Page text:
--------------------

Addictive disorders involving substance abuse have provided one of the most daunting challenges to healthcare professionals since organized medicine began. These disorders become an even greater challenge when psychiatric disorders are also present. Finally - after years of debate and a few questionable approaches - a successful partnership between psychiatric treatment and substance abuse treatment has at last been developed within the past 10-15 years.

While medication-based treatments for addiction have been tried (and continue to be studied), most experts now appear to agree that the 12-step Alcoholics Anonymous (AA) and Narcotics Anonymous (NA) approach remains one of the best interventions.

Since the early 1990s, the "double trouble" concept and "double trouble" groups based on the AA/NA model have begun to flourish. For persons with both a primary psychiatric disease and a substance abuse disorder, the "double trouble" model incorporates psychotropic medication into the substance abuse recovery process.

--------------------

What this exercise asks:
A: Reproduce word for word the part of the passage on addiction treatment starting with "While medication-based treatments" and going on through "the best interventions.".
B: According to the passage on addiction treatment, since when have "double trouble" groups been flourishing?
C: Carry the passage on addiction treatment forward from its final sentence.

--------------------

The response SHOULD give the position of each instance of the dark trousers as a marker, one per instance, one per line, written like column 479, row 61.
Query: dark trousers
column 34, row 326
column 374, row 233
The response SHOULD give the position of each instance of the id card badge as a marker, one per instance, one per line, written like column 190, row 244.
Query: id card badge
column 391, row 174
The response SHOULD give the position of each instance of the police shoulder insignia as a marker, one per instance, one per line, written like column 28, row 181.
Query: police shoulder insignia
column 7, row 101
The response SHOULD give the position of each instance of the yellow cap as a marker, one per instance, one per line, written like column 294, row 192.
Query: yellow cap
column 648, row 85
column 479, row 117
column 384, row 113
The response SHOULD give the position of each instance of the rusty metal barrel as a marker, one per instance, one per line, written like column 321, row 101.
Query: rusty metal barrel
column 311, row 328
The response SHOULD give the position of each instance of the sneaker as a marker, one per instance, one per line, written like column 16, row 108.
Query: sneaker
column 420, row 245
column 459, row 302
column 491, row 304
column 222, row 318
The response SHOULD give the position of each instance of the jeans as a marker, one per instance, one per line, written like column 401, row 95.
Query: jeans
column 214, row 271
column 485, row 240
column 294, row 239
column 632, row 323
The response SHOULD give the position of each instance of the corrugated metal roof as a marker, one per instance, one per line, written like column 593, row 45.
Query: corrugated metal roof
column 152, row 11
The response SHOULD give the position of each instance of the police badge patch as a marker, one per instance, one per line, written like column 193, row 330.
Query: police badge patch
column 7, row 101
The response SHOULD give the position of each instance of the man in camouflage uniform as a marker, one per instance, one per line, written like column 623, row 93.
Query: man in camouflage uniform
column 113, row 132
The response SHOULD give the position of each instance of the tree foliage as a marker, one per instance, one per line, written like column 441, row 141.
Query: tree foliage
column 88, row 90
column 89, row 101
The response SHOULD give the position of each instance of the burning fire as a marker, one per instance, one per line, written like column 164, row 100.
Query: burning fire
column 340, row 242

--------------------

Responses by item number:
A:
While medication-based treatments for addiction have been tried (and continue to be studied), most experts now appear to agree that the 12-step Alcoholics Anonymous (AA) and Narcotics Anonymous (NA) approach remains one of the best interventions.

B: Since the early 1990s.

C:
In particular, the "double trouble" model recognizes the need for anti-psychotic medication and mood stabilizers that are non-addictive, as opposed to the barbiturates and benzodiazapines which can complicate the substance abuse recovery process. These two medication groups need to be used with great care when there is an addictive disorder present.

Almost every community around the world now has a local chapter of the AA/NA 12-step program. Getting in touch with one of these groups is a good place to start on your journey to recovery. In addition, a good psychiatric consultation can help clear up the various symptoms and disease states that may be getting in the way of your recovery and reintegration process.

To contact AA/NA, look in your local phone book or contact a local religious organization.